* _AIM_:
Render every line of the data below as a numbered list, leaving out any blank lines.

* _RECORDS_:
########
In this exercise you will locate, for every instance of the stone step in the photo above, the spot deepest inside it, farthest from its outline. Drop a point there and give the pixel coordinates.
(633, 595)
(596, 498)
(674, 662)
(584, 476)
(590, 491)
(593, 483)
########
* _EXERCISE ANSWER_:
1. In this exercise you will locate, for every instance of the stone step in the photo above, the spot deepest inside it, farthest from its outline. Drop a point there and give the pixel coordinates.
2. (633, 595)
3. (596, 498)
4. (674, 662)
5. (584, 476)
6. (590, 491)
7. (593, 483)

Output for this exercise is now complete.